> **TASK**:
An exact, line-by-line copy is needed, beginning at the line with "Could you point out the student in white" and ending at the last line of the listing below.

»»

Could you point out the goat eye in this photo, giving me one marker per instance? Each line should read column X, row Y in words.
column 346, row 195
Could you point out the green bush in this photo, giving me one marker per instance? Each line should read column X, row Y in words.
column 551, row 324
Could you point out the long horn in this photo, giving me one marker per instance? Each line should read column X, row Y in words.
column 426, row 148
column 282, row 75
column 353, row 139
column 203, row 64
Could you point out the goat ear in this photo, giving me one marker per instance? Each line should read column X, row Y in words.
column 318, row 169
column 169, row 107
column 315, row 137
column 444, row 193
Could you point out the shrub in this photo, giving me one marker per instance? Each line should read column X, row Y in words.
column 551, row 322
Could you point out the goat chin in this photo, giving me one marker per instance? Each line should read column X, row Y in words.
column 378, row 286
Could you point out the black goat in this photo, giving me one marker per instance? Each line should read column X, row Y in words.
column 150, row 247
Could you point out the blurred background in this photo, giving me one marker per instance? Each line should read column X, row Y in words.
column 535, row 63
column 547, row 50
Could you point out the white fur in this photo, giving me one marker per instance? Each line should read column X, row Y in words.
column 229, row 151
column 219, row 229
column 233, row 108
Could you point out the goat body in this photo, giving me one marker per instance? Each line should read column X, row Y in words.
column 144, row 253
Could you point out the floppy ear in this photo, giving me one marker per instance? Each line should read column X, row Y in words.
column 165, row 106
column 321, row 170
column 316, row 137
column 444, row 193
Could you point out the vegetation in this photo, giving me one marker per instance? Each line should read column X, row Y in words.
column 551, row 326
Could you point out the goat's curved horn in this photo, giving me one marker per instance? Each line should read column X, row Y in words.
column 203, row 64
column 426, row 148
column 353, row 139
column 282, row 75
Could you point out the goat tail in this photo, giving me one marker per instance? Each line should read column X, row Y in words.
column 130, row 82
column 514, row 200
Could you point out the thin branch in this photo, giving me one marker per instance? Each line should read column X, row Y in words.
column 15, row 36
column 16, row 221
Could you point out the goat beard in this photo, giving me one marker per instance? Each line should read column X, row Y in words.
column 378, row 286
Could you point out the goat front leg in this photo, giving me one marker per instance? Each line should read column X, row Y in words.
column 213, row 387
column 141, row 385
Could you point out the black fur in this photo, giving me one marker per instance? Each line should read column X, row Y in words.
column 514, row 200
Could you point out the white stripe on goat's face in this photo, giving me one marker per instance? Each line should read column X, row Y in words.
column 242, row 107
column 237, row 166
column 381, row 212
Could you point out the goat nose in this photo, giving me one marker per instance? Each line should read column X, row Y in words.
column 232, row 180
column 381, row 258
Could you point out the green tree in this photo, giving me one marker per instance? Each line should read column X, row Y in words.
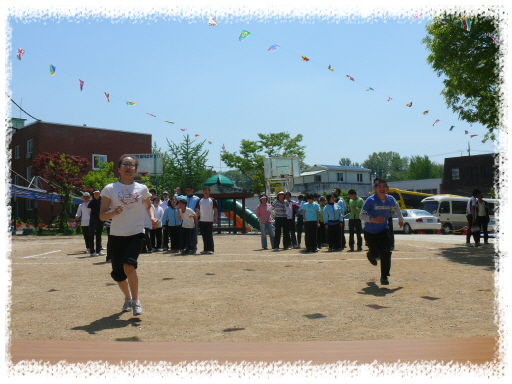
column 387, row 165
column 249, row 161
column 420, row 167
column 98, row 179
column 184, row 164
column 347, row 162
column 468, row 60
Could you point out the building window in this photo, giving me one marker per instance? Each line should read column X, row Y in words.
column 475, row 173
column 97, row 160
column 30, row 145
column 489, row 171
column 455, row 173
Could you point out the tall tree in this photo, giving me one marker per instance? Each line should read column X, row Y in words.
column 184, row 164
column 249, row 161
column 387, row 165
column 420, row 167
column 469, row 61
column 62, row 171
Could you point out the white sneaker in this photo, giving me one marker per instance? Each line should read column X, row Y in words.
column 137, row 308
column 127, row 304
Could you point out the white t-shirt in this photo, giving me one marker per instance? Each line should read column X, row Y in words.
column 188, row 222
column 131, row 220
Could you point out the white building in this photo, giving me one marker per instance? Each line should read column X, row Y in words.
column 323, row 178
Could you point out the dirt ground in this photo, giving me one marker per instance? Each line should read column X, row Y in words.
column 438, row 288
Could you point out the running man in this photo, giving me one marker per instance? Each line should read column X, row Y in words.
column 375, row 214
column 130, row 204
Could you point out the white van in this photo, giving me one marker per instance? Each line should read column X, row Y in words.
column 451, row 210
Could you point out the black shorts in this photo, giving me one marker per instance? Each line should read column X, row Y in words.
column 125, row 250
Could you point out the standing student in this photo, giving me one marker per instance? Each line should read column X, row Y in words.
column 311, row 211
column 333, row 224
column 264, row 216
column 279, row 207
column 188, row 219
column 156, row 234
column 290, row 218
column 84, row 214
column 471, row 216
column 192, row 202
column 355, row 204
column 300, row 219
column 165, row 235
column 375, row 214
column 171, row 222
column 129, row 203
column 95, row 224
column 207, row 214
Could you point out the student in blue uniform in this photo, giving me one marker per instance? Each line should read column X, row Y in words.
column 375, row 215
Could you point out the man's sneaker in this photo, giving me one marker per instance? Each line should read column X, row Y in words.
column 137, row 308
column 127, row 307
column 371, row 259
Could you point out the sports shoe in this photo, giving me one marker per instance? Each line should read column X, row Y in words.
column 371, row 259
column 137, row 308
column 127, row 304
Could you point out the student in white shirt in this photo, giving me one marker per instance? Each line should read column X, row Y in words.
column 130, row 204
column 83, row 212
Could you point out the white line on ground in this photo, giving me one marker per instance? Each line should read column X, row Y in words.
column 41, row 254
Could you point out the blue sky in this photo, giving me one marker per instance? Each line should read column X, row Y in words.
column 208, row 82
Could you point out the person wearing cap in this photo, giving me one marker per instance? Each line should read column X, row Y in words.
column 95, row 224
column 264, row 216
column 279, row 207
column 84, row 214
column 165, row 235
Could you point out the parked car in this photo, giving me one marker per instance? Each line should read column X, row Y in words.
column 414, row 220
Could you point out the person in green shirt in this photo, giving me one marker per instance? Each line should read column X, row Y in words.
column 354, row 223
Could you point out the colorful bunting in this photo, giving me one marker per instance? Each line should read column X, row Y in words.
column 244, row 35
column 20, row 54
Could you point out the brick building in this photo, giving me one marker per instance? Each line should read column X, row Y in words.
column 465, row 173
column 95, row 144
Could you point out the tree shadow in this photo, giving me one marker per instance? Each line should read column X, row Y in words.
column 374, row 290
column 478, row 257
column 109, row 322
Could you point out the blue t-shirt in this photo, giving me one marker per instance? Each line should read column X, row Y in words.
column 374, row 207
column 309, row 211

««

> **REPLY TO THE TASK**:
Could you point out the student in white shirt in this photo, giving me one marker per instance? Each line should read column X, row Y in words.
column 130, row 204
column 83, row 212
Could you point out the white line on ground in this photo, giving me one marker per instance? Each line should read column X, row Y in words.
column 41, row 254
Could you point out the blue sky in this photo, giving me one marker per instance? Each line should read column X, row Y in words.
column 208, row 82
Could you point out the person wearing cap in this photo, giving me one marker per instance? Each line should read column X, row Y in words.
column 95, row 224
column 264, row 216
column 279, row 207
column 84, row 214
column 165, row 235
Could you point out the parked car in this photo, giving me one marker per instance? Each line should read column X, row Y in words.
column 414, row 220
Could you point out the person in green shirt in this photo, giving me one marker per instance? Each line should read column X, row Y in words.
column 354, row 223
Could you point out the colorful bunting in this photo, giving me one marker per instance? Each line should read column X, row Y in words.
column 244, row 35
column 20, row 54
Could you point out the brick building in this photo, giving me one marker per instance? Each line should read column X, row Y in words.
column 465, row 173
column 95, row 144
Could you point out the tree shadow in this photo, giving me one marker per instance? Each line should read column X, row Y in words.
column 374, row 290
column 478, row 257
column 109, row 322
Could you point out the blue t-shirt in this photo, giving me one marker per instance? Each line should read column X, row Y in words.
column 374, row 207
column 309, row 211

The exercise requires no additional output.